* BEGIN *
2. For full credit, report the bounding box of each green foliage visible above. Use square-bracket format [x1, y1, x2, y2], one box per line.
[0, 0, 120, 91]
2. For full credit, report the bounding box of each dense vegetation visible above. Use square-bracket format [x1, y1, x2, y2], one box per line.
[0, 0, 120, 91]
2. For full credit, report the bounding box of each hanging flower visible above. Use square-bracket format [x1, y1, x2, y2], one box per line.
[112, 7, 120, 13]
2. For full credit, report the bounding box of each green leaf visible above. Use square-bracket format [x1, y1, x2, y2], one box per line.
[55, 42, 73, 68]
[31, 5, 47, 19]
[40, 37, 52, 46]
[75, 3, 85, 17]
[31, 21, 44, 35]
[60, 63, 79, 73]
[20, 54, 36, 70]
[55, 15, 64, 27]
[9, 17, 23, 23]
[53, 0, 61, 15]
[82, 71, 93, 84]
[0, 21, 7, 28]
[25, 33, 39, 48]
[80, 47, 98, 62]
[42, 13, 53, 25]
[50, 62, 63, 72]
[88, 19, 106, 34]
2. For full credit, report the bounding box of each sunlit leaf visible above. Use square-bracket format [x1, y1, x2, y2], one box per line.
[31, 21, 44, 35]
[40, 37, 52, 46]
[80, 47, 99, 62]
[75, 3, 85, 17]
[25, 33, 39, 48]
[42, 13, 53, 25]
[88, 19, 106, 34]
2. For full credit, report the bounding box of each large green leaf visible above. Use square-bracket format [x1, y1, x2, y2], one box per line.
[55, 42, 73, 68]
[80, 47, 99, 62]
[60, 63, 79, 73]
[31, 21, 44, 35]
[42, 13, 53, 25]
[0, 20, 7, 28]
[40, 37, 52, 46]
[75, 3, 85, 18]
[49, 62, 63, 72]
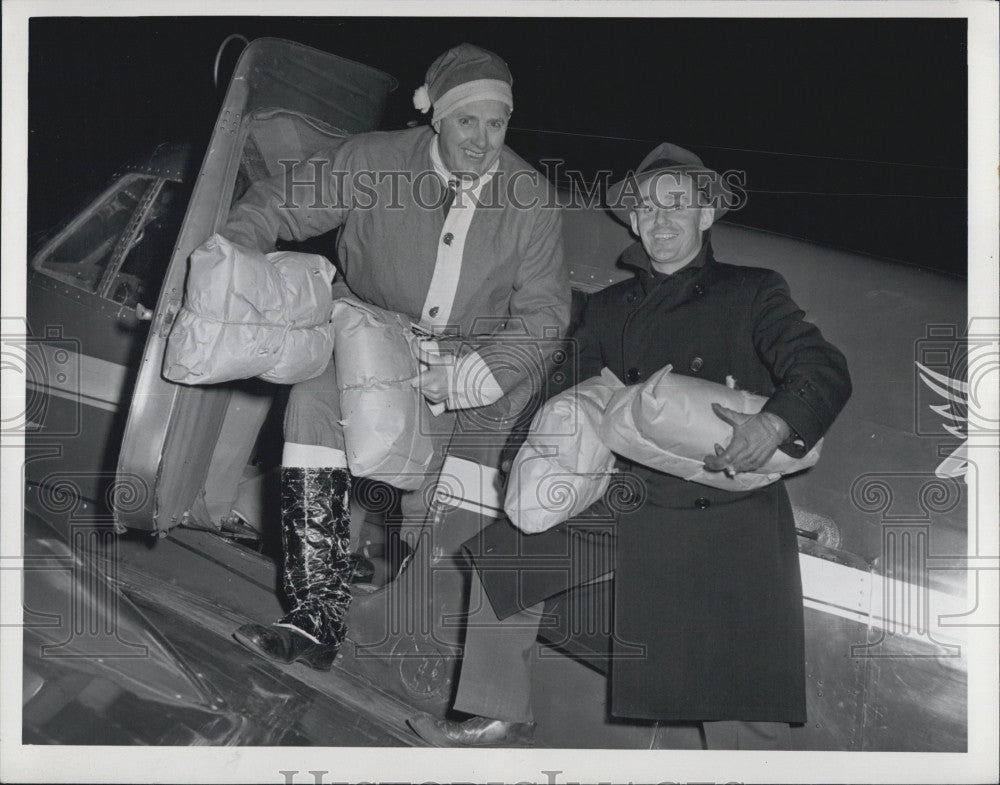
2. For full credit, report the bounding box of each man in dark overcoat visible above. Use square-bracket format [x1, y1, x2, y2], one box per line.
[411, 144, 851, 749]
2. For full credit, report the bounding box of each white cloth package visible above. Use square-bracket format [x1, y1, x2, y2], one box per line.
[504, 368, 623, 534]
[163, 234, 336, 384]
[600, 366, 823, 491]
[331, 297, 434, 490]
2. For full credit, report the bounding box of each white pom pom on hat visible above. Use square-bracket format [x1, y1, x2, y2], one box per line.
[413, 84, 431, 114]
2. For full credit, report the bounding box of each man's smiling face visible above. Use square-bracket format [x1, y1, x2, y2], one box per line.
[438, 101, 510, 177]
[629, 171, 715, 273]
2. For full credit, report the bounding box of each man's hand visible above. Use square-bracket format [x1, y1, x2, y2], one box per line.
[705, 403, 792, 477]
[410, 365, 451, 403]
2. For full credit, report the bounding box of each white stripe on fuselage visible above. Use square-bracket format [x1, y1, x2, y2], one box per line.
[439, 455, 967, 656]
[25, 341, 128, 412]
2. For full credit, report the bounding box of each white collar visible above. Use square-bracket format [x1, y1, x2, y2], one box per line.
[431, 134, 500, 199]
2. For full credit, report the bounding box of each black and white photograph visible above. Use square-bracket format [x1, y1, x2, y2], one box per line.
[0, 0, 1000, 785]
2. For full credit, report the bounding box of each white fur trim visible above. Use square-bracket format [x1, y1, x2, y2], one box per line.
[431, 79, 514, 123]
[281, 442, 347, 469]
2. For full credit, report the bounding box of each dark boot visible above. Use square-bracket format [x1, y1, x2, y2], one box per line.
[406, 713, 535, 747]
[234, 466, 353, 670]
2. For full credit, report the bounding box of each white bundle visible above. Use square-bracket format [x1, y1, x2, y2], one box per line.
[504, 368, 622, 534]
[163, 234, 335, 384]
[331, 298, 434, 490]
[600, 366, 823, 491]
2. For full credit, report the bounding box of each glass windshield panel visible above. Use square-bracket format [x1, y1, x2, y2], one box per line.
[34, 174, 156, 292]
[108, 181, 187, 307]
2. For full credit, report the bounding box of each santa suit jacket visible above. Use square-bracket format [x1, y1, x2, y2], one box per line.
[223, 126, 570, 404]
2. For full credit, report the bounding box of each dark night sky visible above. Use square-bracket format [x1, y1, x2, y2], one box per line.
[29, 17, 968, 275]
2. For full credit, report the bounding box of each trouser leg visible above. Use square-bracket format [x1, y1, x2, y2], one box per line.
[702, 720, 792, 750]
[454, 571, 544, 722]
* END *
[PROBLEM TO SOLVE]:
Please render everything from the line containing "2. For full credit, report the bounding box of each sunlit" down to the line containing "[49, 62, 63, 72]", both included, as a Markdown table with the columns Row and Text. Put a row number in Row and the line itself in Text, and leave out any blank lines.

[EXERCISE OUTPUT]:
| Row | Text |
|---|---|
| 1 | 2. For full credit, report the bounding box of each sunlit leaf visible above. Use square-bracket format [x1, y1, x2, y2], one box per line. |
| 2 | [31, 21, 44, 35] |
| 3 | [40, 37, 52, 46] |
| 4 | [80, 47, 99, 62] |
| 5 | [75, 3, 85, 17] |
| 6 | [25, 33, 39, 48] |
| 7 | [42, 13, 53, 25] |
| 8 | [88, 19, 106, 34] |
| 9 | 2. For full credit, report the bounding box of each large green leaf visible above. Use square-bracket format [x1, y1, x2, y2], one box per line. |
| 10 | [55, 42, 73, 68] |
| 11 | [80, 47, 99, 62] |
| 12 | [60, 63, 79, 73] |
| 13 | [31, 21, 44, 35] |
| 14 | [42, 13, 53, 25] |
| 15 | [0, 20, 7, 28] |
| 16 | [40, 37, 52, 46] |
| 17 | [75, 3, 85, 18] |
| 18 | [49, 62, 63, 72] |